Me quedaba invariablemente con la impresión de que eran santos para admirar pero imposibles de imitar en la vida ordinaria de un cristiano, porque me parecían mujeres u hombres extraordinariamente espirituales, y yo estaba a "años luz" de poder emularlos.
Con los años y un buen número de lecturas de biografías de santos, me he percatado que esa apreciación de mi infancia estaba equivocada y fuera de la realidad, porque la vida de estas almas que la Iglesia venera y pone como modelo eran –en la casi totalidad de los casos– personas completamente normales: con sus luchas, sus defectos dominantes, sus vencimientos o sus derrotas. Pero siempre rectificaban, se corregían y se empeñaban con todas sus fuerzas en mejorar cada día un poco.
Hay un libro titulado Los defectos de los santos, escrito por el Padre Jesús Urteaga, que muestra, en una acertada selección, la caracteriología de algunas vidas ejemplares. Pone énfasis en que los santos, además de sus notables virtudes, tenían también defectos y limitaciones. Recomiendo ampliamente su lectura.

- _Entradas para etiquetado con cuadros delimitadores_:
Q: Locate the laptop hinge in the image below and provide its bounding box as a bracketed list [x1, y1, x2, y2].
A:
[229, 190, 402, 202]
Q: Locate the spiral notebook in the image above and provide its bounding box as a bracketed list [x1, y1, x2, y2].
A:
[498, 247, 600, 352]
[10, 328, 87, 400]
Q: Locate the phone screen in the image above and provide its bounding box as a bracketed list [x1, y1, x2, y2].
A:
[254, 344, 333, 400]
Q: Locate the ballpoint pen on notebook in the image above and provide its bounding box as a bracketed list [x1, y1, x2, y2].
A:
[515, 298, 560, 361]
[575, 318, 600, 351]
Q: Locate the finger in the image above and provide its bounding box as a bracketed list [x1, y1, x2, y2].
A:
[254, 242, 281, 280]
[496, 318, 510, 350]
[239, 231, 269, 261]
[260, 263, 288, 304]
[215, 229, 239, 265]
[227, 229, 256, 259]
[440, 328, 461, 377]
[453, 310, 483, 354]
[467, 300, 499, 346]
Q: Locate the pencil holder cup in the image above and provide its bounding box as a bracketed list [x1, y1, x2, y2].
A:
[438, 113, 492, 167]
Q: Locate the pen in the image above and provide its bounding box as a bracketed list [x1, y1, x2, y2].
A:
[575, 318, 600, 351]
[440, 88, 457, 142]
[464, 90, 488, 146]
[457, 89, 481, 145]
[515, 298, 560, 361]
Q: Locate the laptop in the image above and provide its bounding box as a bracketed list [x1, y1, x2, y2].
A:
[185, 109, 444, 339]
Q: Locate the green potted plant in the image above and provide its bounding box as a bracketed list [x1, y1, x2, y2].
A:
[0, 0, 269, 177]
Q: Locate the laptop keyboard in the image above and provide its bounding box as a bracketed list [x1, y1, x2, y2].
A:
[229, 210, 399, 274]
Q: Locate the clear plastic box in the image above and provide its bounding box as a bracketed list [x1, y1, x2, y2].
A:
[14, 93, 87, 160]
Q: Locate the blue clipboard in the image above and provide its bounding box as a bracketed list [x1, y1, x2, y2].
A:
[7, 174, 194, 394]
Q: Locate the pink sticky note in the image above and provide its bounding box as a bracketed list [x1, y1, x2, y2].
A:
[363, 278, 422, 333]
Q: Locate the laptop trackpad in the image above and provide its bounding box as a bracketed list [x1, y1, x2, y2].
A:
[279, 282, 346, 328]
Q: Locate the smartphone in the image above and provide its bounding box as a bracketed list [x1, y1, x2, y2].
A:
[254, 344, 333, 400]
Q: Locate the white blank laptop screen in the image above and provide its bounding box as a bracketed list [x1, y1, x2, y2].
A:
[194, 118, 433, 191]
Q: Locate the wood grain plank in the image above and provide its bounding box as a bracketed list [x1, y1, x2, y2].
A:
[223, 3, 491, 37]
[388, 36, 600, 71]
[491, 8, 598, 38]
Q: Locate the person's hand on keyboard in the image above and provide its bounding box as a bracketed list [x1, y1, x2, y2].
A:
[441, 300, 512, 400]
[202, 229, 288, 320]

---

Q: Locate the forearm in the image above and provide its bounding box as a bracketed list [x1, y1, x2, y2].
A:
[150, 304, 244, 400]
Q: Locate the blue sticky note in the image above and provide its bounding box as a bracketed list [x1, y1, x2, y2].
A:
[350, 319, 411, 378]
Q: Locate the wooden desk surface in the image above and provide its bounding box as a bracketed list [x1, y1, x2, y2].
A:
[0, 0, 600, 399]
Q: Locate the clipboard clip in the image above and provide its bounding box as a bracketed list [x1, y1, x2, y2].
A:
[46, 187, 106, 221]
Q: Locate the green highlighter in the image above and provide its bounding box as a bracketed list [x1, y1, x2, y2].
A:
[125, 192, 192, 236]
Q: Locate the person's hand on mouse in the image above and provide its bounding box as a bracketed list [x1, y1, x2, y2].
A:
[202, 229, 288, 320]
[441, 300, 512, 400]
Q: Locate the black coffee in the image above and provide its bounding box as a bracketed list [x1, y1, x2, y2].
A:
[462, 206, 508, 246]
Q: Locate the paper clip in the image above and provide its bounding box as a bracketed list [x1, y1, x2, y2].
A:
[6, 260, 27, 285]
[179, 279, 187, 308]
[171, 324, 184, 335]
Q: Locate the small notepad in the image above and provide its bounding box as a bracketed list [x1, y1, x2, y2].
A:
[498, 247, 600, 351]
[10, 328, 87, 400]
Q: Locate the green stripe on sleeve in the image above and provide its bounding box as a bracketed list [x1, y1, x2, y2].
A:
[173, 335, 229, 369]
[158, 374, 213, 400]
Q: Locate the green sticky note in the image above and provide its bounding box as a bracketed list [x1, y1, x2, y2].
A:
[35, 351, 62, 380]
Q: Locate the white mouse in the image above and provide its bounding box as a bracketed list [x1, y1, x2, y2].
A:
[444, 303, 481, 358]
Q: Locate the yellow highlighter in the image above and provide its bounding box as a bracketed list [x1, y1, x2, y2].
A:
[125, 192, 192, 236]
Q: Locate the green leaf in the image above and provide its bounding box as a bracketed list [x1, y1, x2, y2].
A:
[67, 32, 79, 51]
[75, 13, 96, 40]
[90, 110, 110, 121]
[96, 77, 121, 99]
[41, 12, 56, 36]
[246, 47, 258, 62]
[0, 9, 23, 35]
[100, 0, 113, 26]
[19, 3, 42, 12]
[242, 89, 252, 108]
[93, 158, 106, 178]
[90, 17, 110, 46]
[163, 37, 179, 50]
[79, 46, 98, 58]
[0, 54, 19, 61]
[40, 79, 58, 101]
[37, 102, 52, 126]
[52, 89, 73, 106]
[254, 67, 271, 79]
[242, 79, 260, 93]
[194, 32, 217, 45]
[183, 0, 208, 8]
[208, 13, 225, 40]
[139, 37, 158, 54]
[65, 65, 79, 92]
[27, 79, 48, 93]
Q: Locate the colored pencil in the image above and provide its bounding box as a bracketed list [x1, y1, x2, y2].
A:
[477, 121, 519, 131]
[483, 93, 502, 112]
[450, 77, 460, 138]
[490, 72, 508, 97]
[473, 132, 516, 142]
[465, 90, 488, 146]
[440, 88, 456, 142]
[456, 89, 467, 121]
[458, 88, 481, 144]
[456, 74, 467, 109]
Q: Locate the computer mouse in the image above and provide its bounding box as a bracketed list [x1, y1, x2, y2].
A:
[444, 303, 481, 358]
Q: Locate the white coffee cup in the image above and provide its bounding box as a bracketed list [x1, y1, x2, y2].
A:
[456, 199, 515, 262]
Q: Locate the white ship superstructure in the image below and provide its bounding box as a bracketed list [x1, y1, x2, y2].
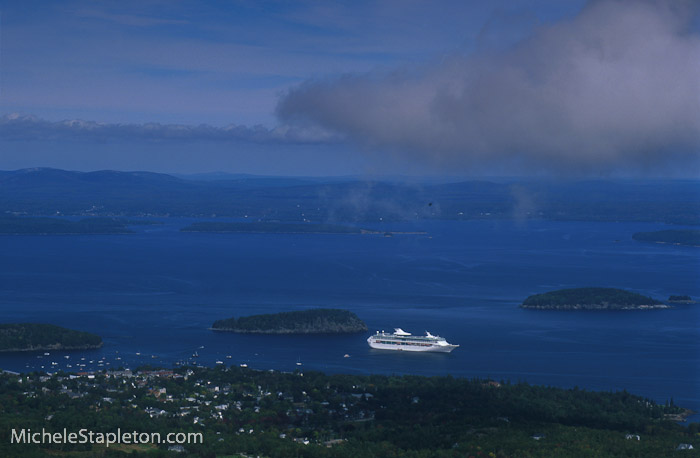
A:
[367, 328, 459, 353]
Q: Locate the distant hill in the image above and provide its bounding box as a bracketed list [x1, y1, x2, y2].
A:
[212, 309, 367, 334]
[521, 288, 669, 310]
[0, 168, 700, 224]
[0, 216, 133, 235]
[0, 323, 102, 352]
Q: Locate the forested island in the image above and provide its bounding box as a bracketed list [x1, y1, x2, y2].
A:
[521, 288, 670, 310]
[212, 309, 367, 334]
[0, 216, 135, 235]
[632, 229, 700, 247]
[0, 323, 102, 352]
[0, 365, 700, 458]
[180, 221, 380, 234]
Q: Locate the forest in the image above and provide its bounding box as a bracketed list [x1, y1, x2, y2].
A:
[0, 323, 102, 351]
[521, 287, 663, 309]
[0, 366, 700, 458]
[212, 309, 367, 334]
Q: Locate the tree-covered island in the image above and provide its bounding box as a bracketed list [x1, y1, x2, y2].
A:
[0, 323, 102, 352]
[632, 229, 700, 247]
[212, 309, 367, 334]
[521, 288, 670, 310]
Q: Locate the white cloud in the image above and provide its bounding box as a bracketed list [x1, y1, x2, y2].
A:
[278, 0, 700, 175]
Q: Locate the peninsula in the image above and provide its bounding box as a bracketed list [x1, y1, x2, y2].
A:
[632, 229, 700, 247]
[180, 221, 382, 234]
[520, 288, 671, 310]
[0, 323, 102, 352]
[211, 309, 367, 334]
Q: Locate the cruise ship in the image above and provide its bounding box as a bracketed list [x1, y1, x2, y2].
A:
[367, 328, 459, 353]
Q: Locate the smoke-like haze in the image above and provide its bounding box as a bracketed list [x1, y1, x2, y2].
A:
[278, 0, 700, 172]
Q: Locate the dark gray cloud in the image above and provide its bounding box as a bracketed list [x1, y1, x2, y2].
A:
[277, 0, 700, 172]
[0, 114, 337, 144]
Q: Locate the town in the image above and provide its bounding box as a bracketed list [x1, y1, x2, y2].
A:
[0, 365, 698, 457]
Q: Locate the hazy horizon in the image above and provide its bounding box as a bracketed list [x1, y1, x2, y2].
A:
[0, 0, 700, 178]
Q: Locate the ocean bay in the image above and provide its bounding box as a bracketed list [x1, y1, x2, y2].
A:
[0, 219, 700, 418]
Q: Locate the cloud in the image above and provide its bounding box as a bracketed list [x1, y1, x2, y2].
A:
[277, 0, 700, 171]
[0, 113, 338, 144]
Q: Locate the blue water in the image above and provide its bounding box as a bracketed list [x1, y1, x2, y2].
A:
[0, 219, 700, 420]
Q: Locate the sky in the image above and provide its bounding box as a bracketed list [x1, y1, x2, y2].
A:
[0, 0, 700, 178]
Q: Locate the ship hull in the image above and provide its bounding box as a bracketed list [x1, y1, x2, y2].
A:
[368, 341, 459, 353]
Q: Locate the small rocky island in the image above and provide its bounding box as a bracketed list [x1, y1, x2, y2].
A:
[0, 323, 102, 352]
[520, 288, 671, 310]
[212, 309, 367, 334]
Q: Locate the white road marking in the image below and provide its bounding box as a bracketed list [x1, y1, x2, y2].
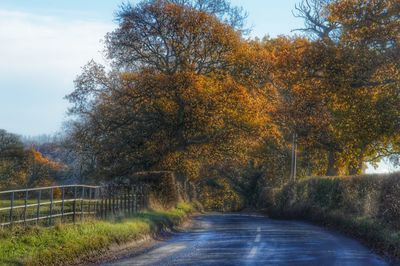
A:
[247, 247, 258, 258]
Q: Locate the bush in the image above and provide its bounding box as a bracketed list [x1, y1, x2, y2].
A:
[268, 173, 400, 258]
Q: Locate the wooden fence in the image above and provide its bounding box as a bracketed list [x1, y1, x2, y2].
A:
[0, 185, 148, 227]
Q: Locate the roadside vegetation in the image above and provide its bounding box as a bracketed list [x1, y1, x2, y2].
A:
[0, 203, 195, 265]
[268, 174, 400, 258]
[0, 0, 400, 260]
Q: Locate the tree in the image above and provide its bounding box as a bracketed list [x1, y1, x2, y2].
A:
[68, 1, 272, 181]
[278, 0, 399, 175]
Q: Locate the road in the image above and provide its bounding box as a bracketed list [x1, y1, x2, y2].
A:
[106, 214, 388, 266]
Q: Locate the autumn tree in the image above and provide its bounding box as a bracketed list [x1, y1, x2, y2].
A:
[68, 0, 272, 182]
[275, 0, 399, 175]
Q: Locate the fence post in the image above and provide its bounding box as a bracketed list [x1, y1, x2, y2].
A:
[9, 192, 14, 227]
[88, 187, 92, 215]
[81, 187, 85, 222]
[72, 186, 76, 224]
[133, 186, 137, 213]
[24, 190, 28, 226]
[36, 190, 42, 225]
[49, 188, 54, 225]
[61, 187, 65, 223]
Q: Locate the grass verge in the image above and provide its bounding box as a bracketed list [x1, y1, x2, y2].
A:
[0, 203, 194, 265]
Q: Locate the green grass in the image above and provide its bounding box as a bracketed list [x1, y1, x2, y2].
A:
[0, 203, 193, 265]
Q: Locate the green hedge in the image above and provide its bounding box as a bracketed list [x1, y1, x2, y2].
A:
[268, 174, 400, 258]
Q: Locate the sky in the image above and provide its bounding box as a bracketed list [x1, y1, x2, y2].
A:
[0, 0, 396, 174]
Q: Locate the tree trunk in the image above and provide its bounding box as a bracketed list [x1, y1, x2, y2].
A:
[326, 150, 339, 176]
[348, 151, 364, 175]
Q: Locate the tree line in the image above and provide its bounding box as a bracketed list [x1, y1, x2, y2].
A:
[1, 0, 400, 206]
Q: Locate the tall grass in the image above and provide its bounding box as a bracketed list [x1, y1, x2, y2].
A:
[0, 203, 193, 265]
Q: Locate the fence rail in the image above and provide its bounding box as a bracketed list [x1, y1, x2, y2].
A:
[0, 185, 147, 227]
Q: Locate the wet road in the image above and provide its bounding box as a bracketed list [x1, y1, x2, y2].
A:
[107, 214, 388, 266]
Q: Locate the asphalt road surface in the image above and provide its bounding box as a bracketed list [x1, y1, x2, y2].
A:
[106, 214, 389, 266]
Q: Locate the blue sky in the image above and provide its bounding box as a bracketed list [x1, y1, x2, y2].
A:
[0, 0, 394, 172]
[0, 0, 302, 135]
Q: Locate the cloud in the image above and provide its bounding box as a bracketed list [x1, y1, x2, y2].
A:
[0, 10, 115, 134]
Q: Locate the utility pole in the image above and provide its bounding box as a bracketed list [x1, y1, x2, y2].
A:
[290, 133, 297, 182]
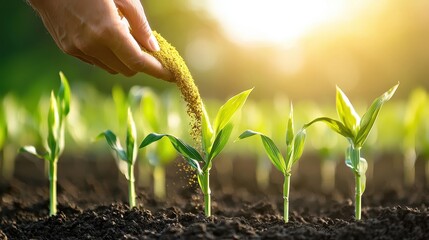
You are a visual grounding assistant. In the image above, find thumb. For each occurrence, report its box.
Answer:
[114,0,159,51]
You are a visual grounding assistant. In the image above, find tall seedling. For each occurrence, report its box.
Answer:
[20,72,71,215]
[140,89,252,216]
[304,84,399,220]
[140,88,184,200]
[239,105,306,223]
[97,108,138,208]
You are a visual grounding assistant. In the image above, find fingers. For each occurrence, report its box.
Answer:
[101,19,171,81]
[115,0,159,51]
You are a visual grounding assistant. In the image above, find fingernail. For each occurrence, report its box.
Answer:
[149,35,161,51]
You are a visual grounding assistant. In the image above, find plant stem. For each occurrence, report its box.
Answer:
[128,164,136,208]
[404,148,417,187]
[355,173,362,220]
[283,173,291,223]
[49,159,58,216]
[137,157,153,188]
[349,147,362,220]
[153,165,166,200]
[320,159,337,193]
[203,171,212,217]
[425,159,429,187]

---

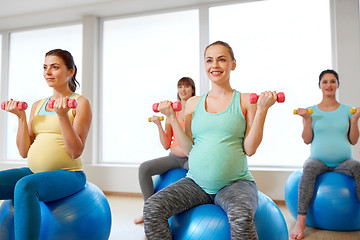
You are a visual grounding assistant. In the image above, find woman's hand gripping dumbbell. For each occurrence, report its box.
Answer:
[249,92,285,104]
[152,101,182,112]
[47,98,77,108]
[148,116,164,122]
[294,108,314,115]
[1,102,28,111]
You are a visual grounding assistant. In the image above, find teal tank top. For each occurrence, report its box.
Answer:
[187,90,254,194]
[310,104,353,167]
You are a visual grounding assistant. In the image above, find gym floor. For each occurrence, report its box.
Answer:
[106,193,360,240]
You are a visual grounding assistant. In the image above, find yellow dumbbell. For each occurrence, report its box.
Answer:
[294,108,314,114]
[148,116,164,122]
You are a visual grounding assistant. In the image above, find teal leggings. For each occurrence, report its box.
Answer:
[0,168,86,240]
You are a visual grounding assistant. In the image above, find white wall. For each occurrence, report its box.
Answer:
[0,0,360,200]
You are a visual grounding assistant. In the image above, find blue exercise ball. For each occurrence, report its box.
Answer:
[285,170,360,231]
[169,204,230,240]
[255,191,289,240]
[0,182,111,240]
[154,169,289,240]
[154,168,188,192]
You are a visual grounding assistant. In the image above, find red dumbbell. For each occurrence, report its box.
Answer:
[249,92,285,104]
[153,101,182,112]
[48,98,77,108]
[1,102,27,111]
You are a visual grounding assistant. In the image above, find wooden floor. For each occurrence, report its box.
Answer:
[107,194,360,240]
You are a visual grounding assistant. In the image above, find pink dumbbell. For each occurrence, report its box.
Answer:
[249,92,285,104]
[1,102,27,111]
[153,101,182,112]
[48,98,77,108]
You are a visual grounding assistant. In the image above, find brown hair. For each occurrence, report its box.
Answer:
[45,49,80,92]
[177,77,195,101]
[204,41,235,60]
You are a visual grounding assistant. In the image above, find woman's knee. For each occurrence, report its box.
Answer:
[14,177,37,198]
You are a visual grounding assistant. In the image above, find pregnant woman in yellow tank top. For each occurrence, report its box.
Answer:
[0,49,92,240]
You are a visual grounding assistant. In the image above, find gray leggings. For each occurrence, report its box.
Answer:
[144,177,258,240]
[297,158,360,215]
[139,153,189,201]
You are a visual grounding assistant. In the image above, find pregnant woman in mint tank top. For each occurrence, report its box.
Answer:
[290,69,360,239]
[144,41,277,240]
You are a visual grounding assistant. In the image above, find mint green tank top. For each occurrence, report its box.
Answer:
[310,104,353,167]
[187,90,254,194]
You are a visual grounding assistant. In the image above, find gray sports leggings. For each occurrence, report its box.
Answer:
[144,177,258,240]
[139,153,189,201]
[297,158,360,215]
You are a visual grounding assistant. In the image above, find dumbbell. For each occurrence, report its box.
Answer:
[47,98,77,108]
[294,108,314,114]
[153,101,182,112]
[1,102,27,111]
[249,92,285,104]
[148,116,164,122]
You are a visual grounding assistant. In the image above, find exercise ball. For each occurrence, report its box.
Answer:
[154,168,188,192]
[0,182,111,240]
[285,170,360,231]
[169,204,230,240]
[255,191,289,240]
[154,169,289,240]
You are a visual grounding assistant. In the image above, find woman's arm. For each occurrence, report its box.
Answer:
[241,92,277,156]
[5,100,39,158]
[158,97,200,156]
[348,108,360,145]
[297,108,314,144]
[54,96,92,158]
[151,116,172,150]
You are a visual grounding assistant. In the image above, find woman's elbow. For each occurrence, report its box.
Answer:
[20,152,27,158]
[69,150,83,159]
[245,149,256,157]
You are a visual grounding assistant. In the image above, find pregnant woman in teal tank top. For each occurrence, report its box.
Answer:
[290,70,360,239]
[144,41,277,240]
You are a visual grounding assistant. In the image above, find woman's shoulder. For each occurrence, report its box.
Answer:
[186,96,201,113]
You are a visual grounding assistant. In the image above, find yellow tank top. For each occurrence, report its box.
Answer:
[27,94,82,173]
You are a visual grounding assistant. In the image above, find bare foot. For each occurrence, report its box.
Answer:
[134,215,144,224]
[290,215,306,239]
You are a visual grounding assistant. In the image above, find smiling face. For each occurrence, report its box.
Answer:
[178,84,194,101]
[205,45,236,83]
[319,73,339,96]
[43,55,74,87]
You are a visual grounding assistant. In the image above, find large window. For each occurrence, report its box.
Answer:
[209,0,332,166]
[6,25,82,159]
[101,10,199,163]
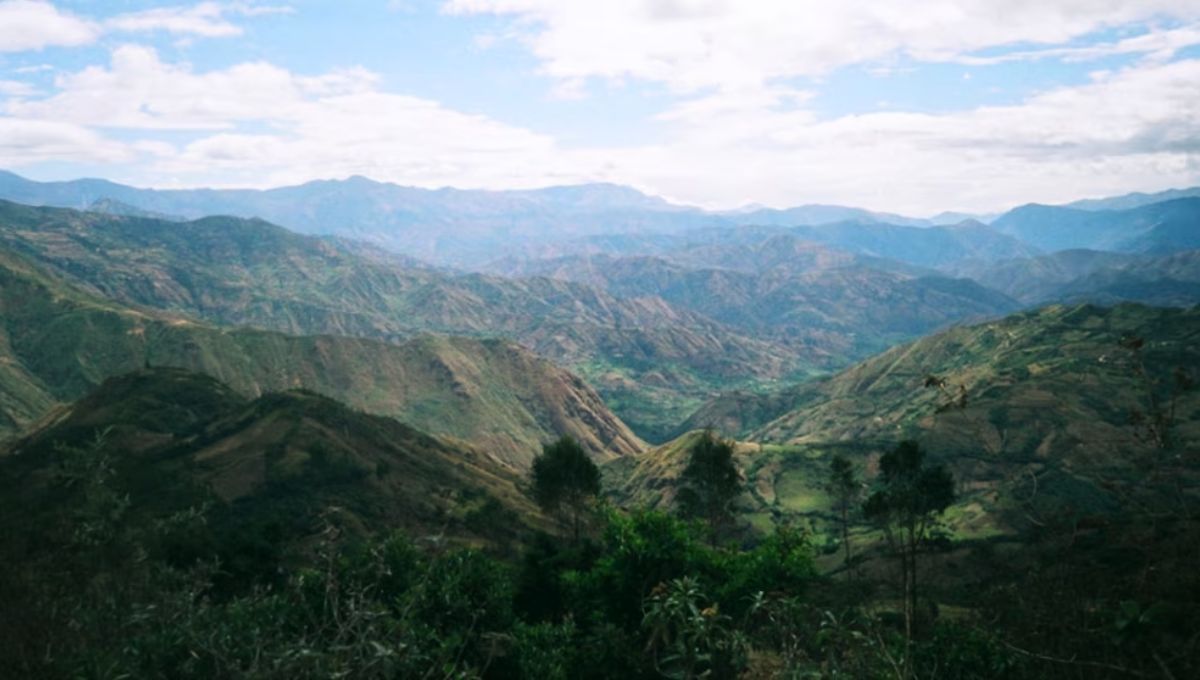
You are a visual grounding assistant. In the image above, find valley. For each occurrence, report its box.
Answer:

- _TAREA_: Copia el pasaje del texto sobre los santos desde "Me quedaba invariablemente" hasta "día un poco." y sustituye "infancia" por "niñez". Usa solo el texto para responder.

- _RESPUESTA_:
Me quedaba invariablemente con la impresión de que eran santos para admirar pero imposibles de imitar en la vida ordinaria de un cristiano, porque me parecían mujeres u hombres extraordinariamente espirituales, y yo estaba a "años luz" de poder emularlos.
Con los años y un buen número de lecturas de biografías de santos, me he percatado que esa apreciación de mi niñez estaba equivocada y fuera de la realidad, porque la vida de estas almas que la Iglesia venera y pone como modelo eran –en la casi totalidad de los casos– personas completamente normales: con sus luchas, sus defectos dominantes, sus vencimientos o sus derrotas. Pero siempre rectificaban, se corregían y se empeñaban con todas sus fuerzas en mejorar cada día un poco.